Lista de tarefas:
#1 Transcreva do texto sobre a Academia Unaiense de Letras e Artes o trecho que começa pelas palavras que contêm "Vamos imaginar: imaginemos" e termina em "um grande imaginar!".
#2 Por favor, traduza para o inglês a seguinte frase do texto sobre a Academia Unaiense de Letras e Artes: "Pensamento sem ação fica sendo apenas moradia do imaginário."
#3 De acordo com o texto sobre a Academia Unaiense de Letras e Artes, por qual assunto extremamente importante deve se responsabilizar um grupo que se proponha a criar uma "Academia Cultural" em sua cidade?

Fonte:
---------------

Vejam vocês, como pode algo que não existe emitir certificados, títulos, realizar reuniões com assuntos importantes e possuir inclusive pessoas imortalizadas? As “reuniões importantes” ou “desimportantes” que eu nunca participei… Dizem as más línguas que elas eram feitas na calada da noite com apenas umas duas, três ou quatro pessoas. Um jeito pequeno de se reunir, penso eu.

Primeiro pensemos sobre as atribuições básicas de uma Academia de Letras. Um grupo que se proponha a um fim de criar uma “Academia Cultural” em sua cidade, deve se responsabilizar por um assunto extremamente importante: a cultura advinda da literatura produzida no local. Oras, não banalizemos essa função. Não basta participar dos lançamentos de livros e derramar no ambiente, verborragias desnecessárias. Literatura é coisa séria; arte é coisa séria; A arte de fazer arte é coisa séria; portanto, respeito é o mínimo que o escritor e o artista esperam de seus semelhantes. Mas parece que alguns não os veem com olhares de seriedade, de pessoas compromissadas com a cultura e a educação de sua cidade. Parece? Não, desculpem-me, tenho certeza. Imaginem vocês que a Academia Unaiense de Letras e Artes, e tudo que se relaciona a ela, não passam de devaneios! Uma forma grotesca de perpetuar no pensamento uma pseudo-intelectualidade. Pensar não é ser. Pensamento sem ação fica sendo apenas moradia do imaginário.

Vamos imaginar: imaginemos que havia reuniões e que todos os membros participavam; imaginemos que há ata de tais reuniões; imaginemos que todos nós, sem exceção, pertencentes da “AULA” fomos convocados para escolher o próximo acadêmico a ocupar, se não me engano, a quadragésima cadeira da Academia Unaiense de Letras e Artes. Imaginemos… imaginemos… imaginemos… Tudo não passa de um grande imaginar!

---------------

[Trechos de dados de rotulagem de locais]
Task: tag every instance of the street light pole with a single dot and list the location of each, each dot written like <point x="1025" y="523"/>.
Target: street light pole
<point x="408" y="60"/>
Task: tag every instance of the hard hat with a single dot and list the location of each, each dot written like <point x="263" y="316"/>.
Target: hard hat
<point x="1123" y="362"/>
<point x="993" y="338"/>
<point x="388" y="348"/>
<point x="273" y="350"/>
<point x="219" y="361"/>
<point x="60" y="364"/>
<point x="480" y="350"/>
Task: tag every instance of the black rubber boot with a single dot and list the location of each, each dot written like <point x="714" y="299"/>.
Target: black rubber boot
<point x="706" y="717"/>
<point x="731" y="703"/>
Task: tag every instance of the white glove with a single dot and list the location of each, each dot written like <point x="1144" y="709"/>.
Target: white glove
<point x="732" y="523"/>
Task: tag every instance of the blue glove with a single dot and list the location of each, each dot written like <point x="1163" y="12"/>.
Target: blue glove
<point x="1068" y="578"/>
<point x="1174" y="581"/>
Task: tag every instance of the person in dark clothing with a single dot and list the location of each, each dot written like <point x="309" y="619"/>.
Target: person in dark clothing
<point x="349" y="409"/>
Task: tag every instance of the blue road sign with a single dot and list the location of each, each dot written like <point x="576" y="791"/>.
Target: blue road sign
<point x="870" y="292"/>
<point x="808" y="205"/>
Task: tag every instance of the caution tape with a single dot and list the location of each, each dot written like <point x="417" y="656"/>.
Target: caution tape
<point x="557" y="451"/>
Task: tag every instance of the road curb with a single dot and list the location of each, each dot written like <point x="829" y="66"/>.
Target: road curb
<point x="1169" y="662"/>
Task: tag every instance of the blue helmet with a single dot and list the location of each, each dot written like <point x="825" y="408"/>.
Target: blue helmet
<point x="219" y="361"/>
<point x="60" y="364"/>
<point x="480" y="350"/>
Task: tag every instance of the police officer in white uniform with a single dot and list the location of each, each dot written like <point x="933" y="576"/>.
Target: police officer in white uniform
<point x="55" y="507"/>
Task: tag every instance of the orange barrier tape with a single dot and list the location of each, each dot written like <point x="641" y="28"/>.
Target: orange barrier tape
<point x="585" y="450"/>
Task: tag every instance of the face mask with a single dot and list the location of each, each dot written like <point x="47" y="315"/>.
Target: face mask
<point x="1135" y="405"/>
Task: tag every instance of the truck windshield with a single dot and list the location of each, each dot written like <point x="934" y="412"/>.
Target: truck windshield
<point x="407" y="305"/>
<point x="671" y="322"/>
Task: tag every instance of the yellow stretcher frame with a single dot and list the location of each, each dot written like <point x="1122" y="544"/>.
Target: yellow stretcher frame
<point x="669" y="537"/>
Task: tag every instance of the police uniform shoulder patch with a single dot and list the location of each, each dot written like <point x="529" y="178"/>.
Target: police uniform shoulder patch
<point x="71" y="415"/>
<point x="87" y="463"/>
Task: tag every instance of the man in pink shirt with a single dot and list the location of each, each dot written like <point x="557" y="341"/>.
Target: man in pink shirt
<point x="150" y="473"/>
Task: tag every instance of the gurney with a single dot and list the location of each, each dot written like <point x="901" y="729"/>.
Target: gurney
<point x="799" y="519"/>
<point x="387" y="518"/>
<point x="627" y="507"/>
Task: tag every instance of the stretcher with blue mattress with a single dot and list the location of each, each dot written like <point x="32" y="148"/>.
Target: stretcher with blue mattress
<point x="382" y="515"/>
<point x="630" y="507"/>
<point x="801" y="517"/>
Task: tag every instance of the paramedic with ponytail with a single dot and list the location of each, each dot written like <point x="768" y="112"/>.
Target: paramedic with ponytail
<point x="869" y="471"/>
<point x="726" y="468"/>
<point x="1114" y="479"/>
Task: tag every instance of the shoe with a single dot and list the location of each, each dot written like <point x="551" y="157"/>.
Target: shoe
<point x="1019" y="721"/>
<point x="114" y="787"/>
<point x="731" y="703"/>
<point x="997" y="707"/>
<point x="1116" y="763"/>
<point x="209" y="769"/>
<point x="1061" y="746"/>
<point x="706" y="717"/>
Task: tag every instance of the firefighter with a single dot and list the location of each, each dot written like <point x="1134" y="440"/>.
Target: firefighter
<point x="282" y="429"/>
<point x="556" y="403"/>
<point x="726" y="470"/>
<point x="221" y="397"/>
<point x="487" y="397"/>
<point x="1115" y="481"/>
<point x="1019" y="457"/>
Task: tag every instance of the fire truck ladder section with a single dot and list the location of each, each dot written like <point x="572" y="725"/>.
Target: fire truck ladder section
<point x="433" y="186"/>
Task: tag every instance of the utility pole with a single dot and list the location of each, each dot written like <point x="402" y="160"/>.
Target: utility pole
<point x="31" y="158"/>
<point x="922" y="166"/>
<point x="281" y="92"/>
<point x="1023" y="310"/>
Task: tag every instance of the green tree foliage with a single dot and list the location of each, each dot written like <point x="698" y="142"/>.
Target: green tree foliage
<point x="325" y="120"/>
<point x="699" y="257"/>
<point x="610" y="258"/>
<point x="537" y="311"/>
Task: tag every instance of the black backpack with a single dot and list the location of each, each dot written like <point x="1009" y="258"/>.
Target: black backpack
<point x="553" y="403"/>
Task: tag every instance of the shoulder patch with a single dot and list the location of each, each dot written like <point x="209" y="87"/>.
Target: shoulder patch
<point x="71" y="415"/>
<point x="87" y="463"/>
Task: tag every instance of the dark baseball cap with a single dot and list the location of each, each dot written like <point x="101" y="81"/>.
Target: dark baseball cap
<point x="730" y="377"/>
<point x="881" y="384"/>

---------------

Soluções por tarefa:
#1
Vamos imaginar: imaginemos que havia reuniões e que todos os membros participavam; imaginemos que há ata de tais reuniões; imaginemos que todos nós, sem exceção, pertencentes da “AULA” fomos convocados para escolher o próximo acadêmico a ocupar, se não me engano, a quadragésima cadeira da Academia Unaiense de Letras e Artes. Imaginemos… imaginemos… imaginemos… Tudo não passa de um grande imaginar!

#2 Thought without action remains merely a dwelling place for the imaginary.

#3 Pela cultura advinda da literatura produzida no local.